= WORK REQUIRED =
Exactly repeat the line that contains "Task: set one pin on each instance of the black", then every line after it up to and including the final line.

>> BEGIN

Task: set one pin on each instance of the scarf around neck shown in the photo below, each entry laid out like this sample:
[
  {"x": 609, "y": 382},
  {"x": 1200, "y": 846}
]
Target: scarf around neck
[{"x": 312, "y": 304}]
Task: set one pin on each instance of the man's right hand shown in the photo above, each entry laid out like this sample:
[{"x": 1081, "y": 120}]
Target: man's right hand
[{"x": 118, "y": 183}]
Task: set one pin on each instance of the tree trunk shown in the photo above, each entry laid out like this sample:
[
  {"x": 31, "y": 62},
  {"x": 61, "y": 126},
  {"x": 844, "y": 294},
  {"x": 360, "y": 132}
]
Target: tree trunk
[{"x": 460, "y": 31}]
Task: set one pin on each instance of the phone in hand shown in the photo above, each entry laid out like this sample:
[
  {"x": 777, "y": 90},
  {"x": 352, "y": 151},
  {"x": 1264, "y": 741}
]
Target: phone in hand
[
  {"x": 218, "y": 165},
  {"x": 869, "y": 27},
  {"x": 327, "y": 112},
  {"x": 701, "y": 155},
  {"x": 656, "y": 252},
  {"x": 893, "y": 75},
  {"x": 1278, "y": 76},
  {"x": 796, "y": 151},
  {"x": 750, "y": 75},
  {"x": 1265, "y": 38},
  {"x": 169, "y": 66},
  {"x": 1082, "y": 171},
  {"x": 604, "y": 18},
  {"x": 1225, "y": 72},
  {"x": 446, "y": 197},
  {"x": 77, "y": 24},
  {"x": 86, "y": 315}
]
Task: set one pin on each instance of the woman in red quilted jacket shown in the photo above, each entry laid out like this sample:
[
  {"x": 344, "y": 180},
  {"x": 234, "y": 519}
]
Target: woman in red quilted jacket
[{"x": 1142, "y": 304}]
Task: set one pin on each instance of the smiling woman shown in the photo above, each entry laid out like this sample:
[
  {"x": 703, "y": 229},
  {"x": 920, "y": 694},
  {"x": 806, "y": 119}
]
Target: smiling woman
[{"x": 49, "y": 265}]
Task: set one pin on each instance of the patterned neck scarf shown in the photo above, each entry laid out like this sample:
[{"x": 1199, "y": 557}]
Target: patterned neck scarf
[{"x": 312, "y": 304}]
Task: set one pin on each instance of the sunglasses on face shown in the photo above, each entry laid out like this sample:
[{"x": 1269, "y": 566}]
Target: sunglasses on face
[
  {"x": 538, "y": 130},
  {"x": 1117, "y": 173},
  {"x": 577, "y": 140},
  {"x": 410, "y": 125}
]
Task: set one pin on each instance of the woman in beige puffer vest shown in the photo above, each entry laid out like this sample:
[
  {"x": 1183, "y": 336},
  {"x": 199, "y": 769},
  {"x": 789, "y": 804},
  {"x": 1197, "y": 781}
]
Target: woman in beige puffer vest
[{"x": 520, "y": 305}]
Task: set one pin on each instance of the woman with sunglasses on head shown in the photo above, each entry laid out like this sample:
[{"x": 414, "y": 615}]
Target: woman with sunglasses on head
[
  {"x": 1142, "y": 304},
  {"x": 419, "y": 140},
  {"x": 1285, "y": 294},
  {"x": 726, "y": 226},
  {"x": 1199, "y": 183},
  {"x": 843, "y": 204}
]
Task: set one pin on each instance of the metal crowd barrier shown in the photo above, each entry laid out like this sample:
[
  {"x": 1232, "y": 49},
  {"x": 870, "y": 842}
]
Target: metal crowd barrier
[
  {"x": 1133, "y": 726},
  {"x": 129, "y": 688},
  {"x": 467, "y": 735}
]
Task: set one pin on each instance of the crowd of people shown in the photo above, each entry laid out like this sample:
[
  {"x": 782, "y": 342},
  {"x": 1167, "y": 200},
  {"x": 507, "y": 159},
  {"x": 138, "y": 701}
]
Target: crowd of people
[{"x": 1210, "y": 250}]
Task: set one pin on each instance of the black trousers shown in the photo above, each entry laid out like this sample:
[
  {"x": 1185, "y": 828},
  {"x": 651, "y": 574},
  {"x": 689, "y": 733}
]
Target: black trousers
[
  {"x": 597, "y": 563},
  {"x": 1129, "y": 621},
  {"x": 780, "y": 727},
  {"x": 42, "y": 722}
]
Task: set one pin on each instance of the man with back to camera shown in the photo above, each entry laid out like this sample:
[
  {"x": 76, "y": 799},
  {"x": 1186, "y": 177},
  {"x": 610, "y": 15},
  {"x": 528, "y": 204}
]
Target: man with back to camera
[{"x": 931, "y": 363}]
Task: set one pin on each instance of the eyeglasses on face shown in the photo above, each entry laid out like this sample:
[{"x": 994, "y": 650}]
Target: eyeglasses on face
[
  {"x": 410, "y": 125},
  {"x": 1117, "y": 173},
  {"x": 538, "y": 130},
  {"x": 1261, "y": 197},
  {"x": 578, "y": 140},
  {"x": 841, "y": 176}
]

>> END

= SOLUTION =
Task: set one pin on each instance of the black trousers shown in the photo above, each entry laid out like this sample:
[
  {"x": 1185, "y": 828},
  {"x": 651, "y": 574},
  {"x": 689, "y": 733}
]
Target: black trousers
[
  {"x": 597, "y": 563},
  {"x": 1129, "y": 621},
  {"x": 780, "y": 727},
  {"x": 42, "y": 722}
]
Task: set one pin on each instance of the man with back to camera shown in the photo above, each entry laid out like this sample:
[
  {"x": 76, "y": 799},
  {"x": 1186, "y": 177},
  {"x": 610, "y": 15},
  {"x": 528, "y": 204}
]
Target: man with back to camera
[{"x": 931, "y": 363}]
Task: set one pin on each instance of the eyeglasses on face shown in the photo above, each entry laid out like this sample:
[{"x": 994, "y": 650}]
Target: eyeglasses on face
[
  {"x": 410, "y": 125},
  {"x": 1117, "y": 173},
  {"x": 538, "y": 130},
  {"x": 1261, "y": 197},
  {"x": 578, "y": 140},
  {"x": 841, "y": 176}
]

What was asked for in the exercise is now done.